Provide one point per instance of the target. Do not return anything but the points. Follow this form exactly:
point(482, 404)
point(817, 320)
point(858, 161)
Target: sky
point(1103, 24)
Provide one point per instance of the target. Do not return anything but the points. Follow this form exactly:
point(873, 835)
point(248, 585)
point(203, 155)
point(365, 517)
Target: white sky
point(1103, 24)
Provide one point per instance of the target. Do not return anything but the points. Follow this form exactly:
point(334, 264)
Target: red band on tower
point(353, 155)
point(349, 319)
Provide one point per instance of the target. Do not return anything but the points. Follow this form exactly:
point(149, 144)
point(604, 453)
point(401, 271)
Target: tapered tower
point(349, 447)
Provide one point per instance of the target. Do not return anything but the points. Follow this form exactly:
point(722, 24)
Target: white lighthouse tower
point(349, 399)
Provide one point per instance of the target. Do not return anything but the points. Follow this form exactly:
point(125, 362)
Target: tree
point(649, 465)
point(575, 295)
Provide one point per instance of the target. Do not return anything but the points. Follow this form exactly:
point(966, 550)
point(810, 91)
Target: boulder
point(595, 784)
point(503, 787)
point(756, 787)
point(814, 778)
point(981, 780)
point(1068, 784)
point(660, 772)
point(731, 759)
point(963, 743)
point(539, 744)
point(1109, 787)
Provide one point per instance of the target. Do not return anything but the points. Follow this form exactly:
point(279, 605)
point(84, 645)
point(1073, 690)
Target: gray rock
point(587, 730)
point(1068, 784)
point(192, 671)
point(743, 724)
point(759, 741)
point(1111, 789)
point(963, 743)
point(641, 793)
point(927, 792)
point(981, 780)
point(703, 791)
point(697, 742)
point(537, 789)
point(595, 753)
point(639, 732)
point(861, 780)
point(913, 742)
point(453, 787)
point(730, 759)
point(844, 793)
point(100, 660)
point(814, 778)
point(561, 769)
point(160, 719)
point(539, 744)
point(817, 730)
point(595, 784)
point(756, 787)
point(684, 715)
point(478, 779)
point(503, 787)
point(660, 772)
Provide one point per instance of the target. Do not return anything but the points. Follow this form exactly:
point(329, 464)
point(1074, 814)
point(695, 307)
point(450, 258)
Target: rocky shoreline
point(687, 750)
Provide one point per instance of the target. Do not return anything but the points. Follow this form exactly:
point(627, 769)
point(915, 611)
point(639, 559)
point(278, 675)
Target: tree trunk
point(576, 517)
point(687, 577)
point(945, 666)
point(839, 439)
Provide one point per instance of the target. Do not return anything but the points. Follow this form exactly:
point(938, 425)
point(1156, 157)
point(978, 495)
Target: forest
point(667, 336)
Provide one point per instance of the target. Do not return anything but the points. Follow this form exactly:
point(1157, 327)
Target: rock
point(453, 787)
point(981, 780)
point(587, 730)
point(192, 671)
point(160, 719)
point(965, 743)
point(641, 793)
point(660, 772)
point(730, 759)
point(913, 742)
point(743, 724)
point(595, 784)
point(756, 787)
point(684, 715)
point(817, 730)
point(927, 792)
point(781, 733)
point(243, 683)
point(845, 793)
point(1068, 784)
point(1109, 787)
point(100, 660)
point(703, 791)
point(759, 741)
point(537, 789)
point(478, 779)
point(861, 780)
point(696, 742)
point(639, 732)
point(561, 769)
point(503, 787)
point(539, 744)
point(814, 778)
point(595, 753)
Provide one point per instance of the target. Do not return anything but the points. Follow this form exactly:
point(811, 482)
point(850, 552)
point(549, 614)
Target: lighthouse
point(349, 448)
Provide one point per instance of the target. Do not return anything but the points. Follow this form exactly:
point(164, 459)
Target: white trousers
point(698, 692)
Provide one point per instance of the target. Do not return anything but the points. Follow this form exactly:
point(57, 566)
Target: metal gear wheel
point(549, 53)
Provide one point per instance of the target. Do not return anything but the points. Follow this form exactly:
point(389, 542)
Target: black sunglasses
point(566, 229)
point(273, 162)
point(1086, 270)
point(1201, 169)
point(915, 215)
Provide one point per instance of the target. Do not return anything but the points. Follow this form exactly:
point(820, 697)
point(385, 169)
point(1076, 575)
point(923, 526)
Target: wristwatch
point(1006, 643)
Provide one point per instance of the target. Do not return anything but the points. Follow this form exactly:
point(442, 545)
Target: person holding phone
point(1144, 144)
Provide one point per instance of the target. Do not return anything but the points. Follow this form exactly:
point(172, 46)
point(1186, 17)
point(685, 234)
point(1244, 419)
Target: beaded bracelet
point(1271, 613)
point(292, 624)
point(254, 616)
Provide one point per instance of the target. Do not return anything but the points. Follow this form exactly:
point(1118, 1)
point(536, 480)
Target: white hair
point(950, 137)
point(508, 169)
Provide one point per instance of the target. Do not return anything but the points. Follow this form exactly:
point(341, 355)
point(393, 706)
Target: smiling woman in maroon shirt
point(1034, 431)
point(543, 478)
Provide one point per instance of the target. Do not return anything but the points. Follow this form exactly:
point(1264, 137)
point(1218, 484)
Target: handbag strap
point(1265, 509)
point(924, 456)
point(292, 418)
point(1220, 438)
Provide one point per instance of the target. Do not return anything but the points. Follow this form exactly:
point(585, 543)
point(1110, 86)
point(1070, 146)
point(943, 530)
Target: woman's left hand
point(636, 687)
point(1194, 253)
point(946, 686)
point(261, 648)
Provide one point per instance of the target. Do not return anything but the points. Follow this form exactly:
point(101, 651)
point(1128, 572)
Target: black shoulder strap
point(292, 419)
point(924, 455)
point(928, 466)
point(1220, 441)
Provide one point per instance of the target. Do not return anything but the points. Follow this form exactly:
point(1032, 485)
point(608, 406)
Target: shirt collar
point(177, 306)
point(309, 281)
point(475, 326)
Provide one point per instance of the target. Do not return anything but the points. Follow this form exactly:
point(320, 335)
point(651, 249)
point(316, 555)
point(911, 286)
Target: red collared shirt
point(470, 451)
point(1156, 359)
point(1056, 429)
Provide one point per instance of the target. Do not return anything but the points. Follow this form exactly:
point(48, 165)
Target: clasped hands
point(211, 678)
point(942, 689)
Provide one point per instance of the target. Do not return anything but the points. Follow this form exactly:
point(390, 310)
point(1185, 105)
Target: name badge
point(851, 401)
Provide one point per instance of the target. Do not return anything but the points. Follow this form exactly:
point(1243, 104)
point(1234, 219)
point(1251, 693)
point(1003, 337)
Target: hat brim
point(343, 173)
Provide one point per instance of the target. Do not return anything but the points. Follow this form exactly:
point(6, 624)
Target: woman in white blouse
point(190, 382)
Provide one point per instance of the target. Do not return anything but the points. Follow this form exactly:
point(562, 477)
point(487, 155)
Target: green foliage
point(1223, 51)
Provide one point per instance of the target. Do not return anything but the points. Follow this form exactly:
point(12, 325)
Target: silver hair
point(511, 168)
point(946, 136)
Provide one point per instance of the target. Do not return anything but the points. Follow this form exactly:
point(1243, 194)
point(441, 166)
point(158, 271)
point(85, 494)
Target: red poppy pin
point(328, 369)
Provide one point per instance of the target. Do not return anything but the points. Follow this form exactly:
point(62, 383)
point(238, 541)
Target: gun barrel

* * *

Return all of the data precisely as it appears.

Provide one point per instance of the target. Do not return anything but the points. Follow this form exactly:
point(482, 404)
point(817, 320)
point(858, 161)
Target: sky
point(1103, 24)
Provide one point per instance of the target. Do not return anything but the points. Follow this form exactly:
point(873, 835)
point(248, 585)
point(203, 155)
point(365, 517)
Target: white sky
point(1103, 24)
Provide one point per instance of the target. Do not return anything but the points. Follow this form exactly:
point(334, 264)
Target: red band on tower
point(353, 155)
point(349, 319)
Provide one point per instance of the target. Do not return anything but the points. Follow this form exactly:
point(149, 144)
point(604, 453)
point(401, 271)
Target: tapered tower
point(349, 447)
Provide one point per instance of the target. Do not return anything but the points. Follow this form exactly:
point(722, 24)
Target: white lighthouse tower
point(349, 399)
Provide one point per instance of the target. Do not return anything but the points. Follow this form exactly:
point(125, 362)
Target: tree
point(649, 465)
point(575, 295)
Provide one point per instance of the target. Do not return anything but the points. Follow this form exactly:
point(966, 550)
point(810, 91)
Target: boulder
point(595, 784)
point(503, 787)
point(756, 787)
point(814, 778)
point(981, 780)
point(1068, 784)
point(660, 772)
point(731, 759)
point(963, 743)
point(539, 744)
point(1109, 787)
Provide one point per instance of the target. Do not return anything but the points. Follow this form exactly:
point(279, 605)
point(84, 645)
point(1073, 690)
Target: gray rock
point(587, 730)
point(1068, 784)
point(192, 671)
point(743, 724)
point(759, 741)
point(1111, 789)
point(963, 743)
point(641, 793)
point(927, 792)
point(981, 780)
point(703, 791)
point(697, 742)
point(537, 789)
point(595, 753)
point(639, 732)
point(861, 780)
point(913, 742)
point(453, 787)
point(730, 759)
point(844, 793)
point(100, 660)
point(814, 778)
point(561, 769)
point(160, 719)
point(539, 744)
point(817, 730)
point(595, 784)
point(756, 787)
point(684, 715)
point(478, 779)
point(503, 787)
point(660, 772)
Provide one point per instance of the target. Do not return anything but the points. Follow this form exactly:
point(329, 464)
point(1074, 814)
point(695, 307)
point(450, 258)
Target: rocky shoreline
point(687, 750)
Provide one point per instance of the target. Do not return anything but the points. Follow this form exactly:
point(627, 769)
point(915, 611)
point(639, 559)
point(278, 675)
Target: tree trunk
point(576, 517)
point(687, 577)
point(945, 666)
point(839, 439)
Provide one point per instance of the target. Do not return anything but the points. Follow this form exactly:
point(938, 425)
point(1156, 157)
point(978, 495)
Target: forest
point(667, 336)
Provide one point per instance of the target. Do not return anything but the points. Follow this form exactly:
point(1157, 327)
Target: rock
point(453, 787)
point(981, 780)
point(587, 730)
point(192, 671)
point(160, 719)
point(965, 743)
point(641, 793)
point(660, 772)
point(730, 759)
point(913, 742)
point(743, 724)
point(595, 784)
point(756, 787)
point(684, 715)
point(817, 730)
point(927, 792)
point(781, 733)
point(243, 683)
point(845, 793)
point(1068, 784)
point(1109, 787)
point(100, 660)
point(703, 791)
point(759, 741)
point(537, 789)
point(478, 779)
point(861, 780)
point(696, 742)
point(639, 732)
point(561, 769)
point(503, 787)
point(539, 744)
point(814, 778)
point(595, 753)
Provide one point per instance of the target. Do not return anything but the points. Follow this form exactly:
point(811, 482)
point(850, 552)
point(549, 614)
Target: lighthouse
point(349, 448)
Provide one point per instance of the target. Do not return anything but the points. Follow this form exactly:
point(164, 459)
Target: white trousers
point(698, 692)
Provide one point per instance of the target. Do not return anything but the points. Follow this form exactly:
point(57, 566)
Target: metal gear wheel
point(549, 53)
Provide one point per instance of the target. Do not return anything but the points. Follow this form exactly:
point(389, 542)
Target: black sunglasses
point(566, 229)
point(273, 162)
point(1086, 270)
point(1201, 169)
point(915, 215)
Provide one point per instance of the target. Do not return anything but the points. Follow this form exactly:
point(820, 697)
point(385, 169)
point(1076, 575)
point(923, 526)
Target: wristwatch
point(1006, 643)
Provide one point per instance of the target. Do not return anything but the points. Follow this form exactly:
point(442, 545)
Target: person holding phone
point(1144, 144)
Provide one point per instance of the target. Do not return anything but the points. Follow this form exactly:
point(172, 46)
point(1186, 17)
point(685, 234)
point(1244, 419)
Target: beaded bracelet
point(1271, 613)
point(292, 624)
point(254, 616)
Provide one point per instance of the target. Do not return anything but the points. Follow this form exactly:
point(1118, 1)
point(536, 480)
Target: white hair
point(950, 137)
point(508, 169)
Provide one point per instance of the target. Do not return anything but the points. Follow this form exactly:
point(341, 355)
point(393, 706)
Target: smiling woman in maroon shirt
point(1034, 431)
point(543, 478)
Provide one point per instance of the target. Do not return anything but the points. Follow this form exactly:
point(1264, 137)
point(1218, 484)
Target: handbag strap
point(1265, 509)
point(924, 456)
point(292, 418)
point(1220, 438)
Provide one point per instance of the target. Do not return anything but the points. Follow this form exactly:
point(585, 543)
point(1110, 86)
point(1070, 146)
point(943, 530)
Target: woman's left hand
point(636, 687)
point(1194, 253)
point(946, 686)
point(261, 648)
Provide one point per instance of the target. Do not return anything but the points. Follow this form exactly:
point(101, 651)
point(1128, 572)
Target: black shoulder strap
point(292, 419)
point(924, 455)
point(928, 466)
point(1220, 441)
Provide one point per instance of the target. Do not return anything but the points. Follow this form exactly:
point(1032, 485)
point(608, 406)
Target: shirt collar
point(177, 306)
point(309, 281)
point(475, 326)
Provide one point per instance of the target. Do not return anything but the points. Follow this form exactly:
point(320, 335)
point(651, 249)
point(316, 555)
point(911, 286)
Target: red collared shirt
point(470, 451)
point(1156, 359)
point(1056, 429)
Provide one point per instance of the target. Do not return anything but the points. Follow this form exactly:
point(48, 165)
Target: clasped hands
point(211, 678)
point(942, 689)
Provide one point per instance of the target. Do not return anything but the points. Follow this form exactly:
point(390, 310)
point(1185, 105)
Target: name badge
point(851, 401)
Provide one point per instance of the target. Do not return anything but the points. Follow this form exactly:
point(1243, 104)
point(1234, 219)
point(1251, 693)
point(1003, 337)
Target: hat brim
point(343, 173)
Provide one point per instance of the target. Do not return anything but the points. Follow this form exactly:
point(6, 624)
Target: woman in white blouse
point(190, 382)
Provide one point per instance of the target. Do not return anything but the points. Follow this form exactly:
point(562, 477)
point(487, 155)
Target: green foliage
point(1223, 51)
Provide one point per instance of the target. Do not return anything but the points. Follow this form exactly:
point(12, 325)
Target: silver hair
point(511, 168)
point(946, 136)
Provide one point per instance of the target. Do not return anything but the points. Follow this form exactly:
point(1243, 194)
point(441, 166)
point(158, 271)
point(85, 494)
Target: red poppy pin
point(328, 369)
Provide one point per instance of the target. Do not return anything but the points. Follow this form exactly:
point(62, 383)
point(238, 541)
Target: gun barrel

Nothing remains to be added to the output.